▶ [Exercise task] In the passage below about Liberal Judaism, which three attributes does the writer say Dawkins and Hitchens share with religious fundamentalists?

▶ [Extract to read]
The more I read of Dawkins and Hitchens the more I fear that they share much with the very fundamentalist and extreme purveyors of religion through whom they have sought to characterise and condemn religion in general.  Three attributes come to the fore: certainty, pessimism and an inability to acknowledge any merit in the other or to really appreciate that that which they wish to oppose might have something to contribute to the picture which is more complex than they had first hoped.  The work of Dawkins and Hitchens mirrors religious fundamentalism in the sense that there is no alternative other than the deeply held extreme position of themselves, that much of humanity is so deeply flawed that only a radical transformation –whether it be to or from religion- will ‘cleanse’ human society, and that certainty, whether of the scientific or religious type, is the correct path.

 

For me, friends, it is the ability to be humble about one’s own knowledge and to be open to the truths of others, it is an optimistic view of humankind, and it is the desirability of living with doubt which attract me to liberal religious expression and to Liberal Judaism in particular.  In the remaining few minutes let me try to explain.

 

I am often asked why it is that I am a Liberal Jew.  Part of it, of course, is associated with the chance event of being born into a committed Liberal Jewish family, with the privilege of access to teachers of the calibre of Rabbis John Rayner, David Goldberg and Julia Neuberger, with the fortune of a good secular education, with the luck of two decades of service to Kingston Liberal Synagogue and now at the institution of Liberal Judaism itself, but perhaps I am such because all my studies and experiences have reinforced the unity of two simple views: that Liberal Judaism best explains the purpose of my life and my relationship with God, and, at the same time, Liberal Judaism permits me to acknowledge that what others believe may be as true for them as Liberal Judaism is for me and, whether it is expressed in the language of synagogue, church, mosque, gudwara, temple or in a secular vocabulary, the real measure is how a person conducts his or her life.  The whole truth may not be known to any individual and what is of prime importance is whether or not a deed can be described as ‘loving’ of another human being.

 

The supplementary question is often an attempt to glean a little detail.  “What specific teaching of Judaism is most attractive to you?” “What Judaism teaches about good and evil conduct.” Of the many explanations –religious and secular- the idea that each human being is born with two inclinations (the yetzer tov, the good one and the yetzer hara, the selfish one), that the bias and intention is in favour of the yetzer tov but that the yetzer hara is necessary, that evil conduct arises when the balances goes askew, that teshuvah (including recognition by the wrongdoer, reparation to the aggrieved and a sincere desire not to repeat) is available seems to be the best explanation for so many reasons in answer to the eternal human quest to understand why we behave as we do.  The teaching of the two inclinations and teshuvah is, above all, an optimistic but realistic view of human nature.  It recognises inherent human decency; it acknowledges failure occasional and repeated; and it offers hope to the bereft soul.  Human imperfection does not require a radical transformation; it merely demands of us to respond to our overwhelming essence.

 

Alongside the humility to promulgate our truth and recognise the truth of others and an optimistic view of human nature, I suggest we need one other thing: a little doubt.

▶ [Source data]
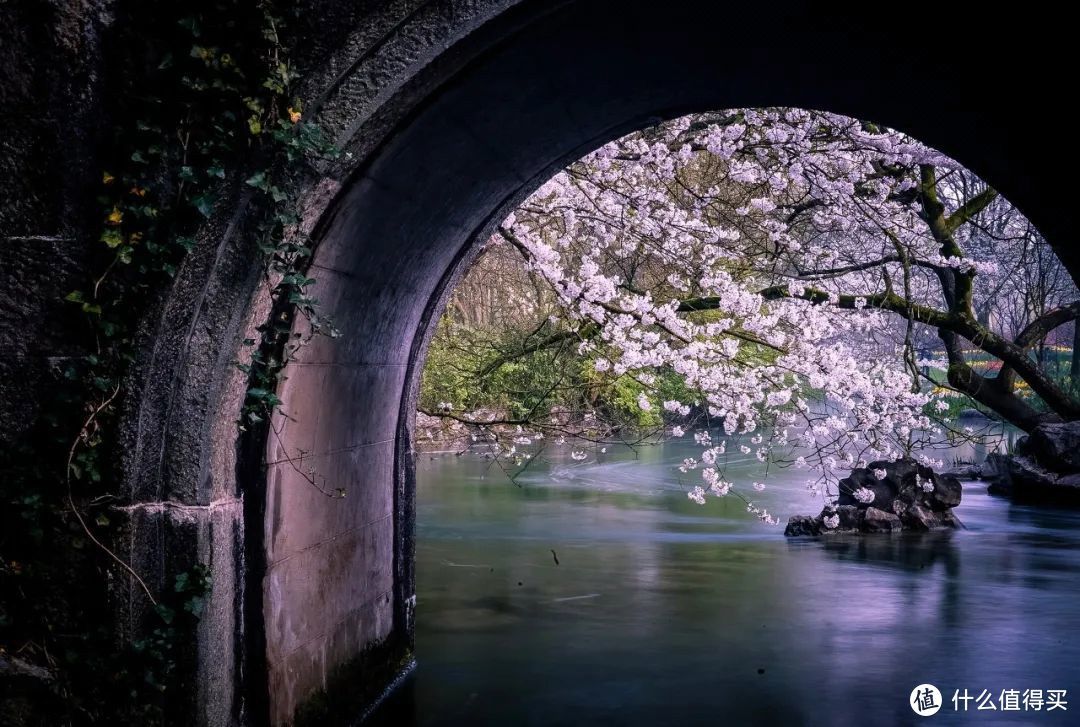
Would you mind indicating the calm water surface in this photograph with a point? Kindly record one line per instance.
(661, 611)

▶ [Exercise result] Certainty, pessimism, and an inability to acknowledge any merit in the other.